> _Task requirements_:
Render every line of the entries below as a Markdown table with the columns "Number" and "Content", numbering each line in order and leaving out any blank lines.

>>>>

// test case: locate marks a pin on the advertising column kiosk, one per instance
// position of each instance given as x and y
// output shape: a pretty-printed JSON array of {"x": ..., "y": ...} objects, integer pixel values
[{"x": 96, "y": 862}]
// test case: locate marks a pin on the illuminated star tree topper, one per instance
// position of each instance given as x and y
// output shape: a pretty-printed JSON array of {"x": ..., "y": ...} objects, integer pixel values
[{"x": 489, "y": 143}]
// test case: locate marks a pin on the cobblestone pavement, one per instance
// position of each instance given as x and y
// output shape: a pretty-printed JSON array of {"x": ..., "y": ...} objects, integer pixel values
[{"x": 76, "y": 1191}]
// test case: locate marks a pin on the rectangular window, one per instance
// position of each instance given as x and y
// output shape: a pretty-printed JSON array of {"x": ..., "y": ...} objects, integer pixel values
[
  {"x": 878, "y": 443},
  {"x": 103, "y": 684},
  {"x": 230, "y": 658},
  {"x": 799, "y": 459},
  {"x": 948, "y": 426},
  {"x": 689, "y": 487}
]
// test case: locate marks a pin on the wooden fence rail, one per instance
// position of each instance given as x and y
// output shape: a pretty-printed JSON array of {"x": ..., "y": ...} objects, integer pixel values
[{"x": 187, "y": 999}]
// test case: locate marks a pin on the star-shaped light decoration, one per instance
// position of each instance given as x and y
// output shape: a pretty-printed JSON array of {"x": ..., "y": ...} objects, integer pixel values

<<<<

> _Answer to the exercise_:
| Number | Content |
|---|---|
| 1 | // test case: locate marks a pin on the advertising column kiosk, one per instance |
| 2 | // position of each instance given as x and y |
| 3 | // output shape: a pretty-printed JSON array of {"x": ..., "y": ...} objects, integer pixel values |
| 4 | [{"x": 96, "y": 862}] |
| 5 | // test case: locate marks a pin on the illuminated star tree topper, one per instance |
| 6 | // position of each instance given as x and y |
| 7 | // output shape: a pretty-printed JSON array of {"x": ..., "y": ...} objects, integer pixel values |
| 8 | [{"x": 489, "y": 143}] |
| 9 | // test case: locate marks a pin on the cobblestone pavement, one per instance |
| 10 | // position of each instance given as x and y |
| 11 | // output shape: a pretty-printed JSON array of {"x": ..., "y": ...} objects, integer pixel values |
| 12 | [{"x": 76, "y": 1191}] |
| 13 | // test case: locate marks a pin on the rectangular window, one per instance |
| 14 | // position of each instance given as x and y |
| 15 | // output shape: a pretty-printed JSON array of {"x": ..., "y": ...} objects, integer pixel values |
| 16 | [ |
| 17 |   {"x": 878, "y": 443}, |
| 18 |   {"x": 103, "y": 684}, |
| 19 |   {"x": 230, "y": 658}, |
| 20 |   {"x": 799, "y": 459}, |
| 21 |   {"x": 948, "y": 426}, |
| 22 |   {"x": 689, "y": 487} |
| 23 | ] |
| 24 | // test case: locate marks a pin on the wooden fence rail, one per instance |
| 25 | // position of each instance given as x and y |
| 26 | // output shape: a pretty-printed JSON array of {"x": ..., "y": ...} objects, integer pixel values |
| 27 | [{"x": 187, "y": 999}] |
| 28 | // test case: locate marks a pin on the star-shaped light decoration, one per instance |
| 29 | // position of each instance given as x and y |
| 30 | // output shape: a pretty-printed JSON array of {"x": ..., "y": ...} objects, integer pixel values |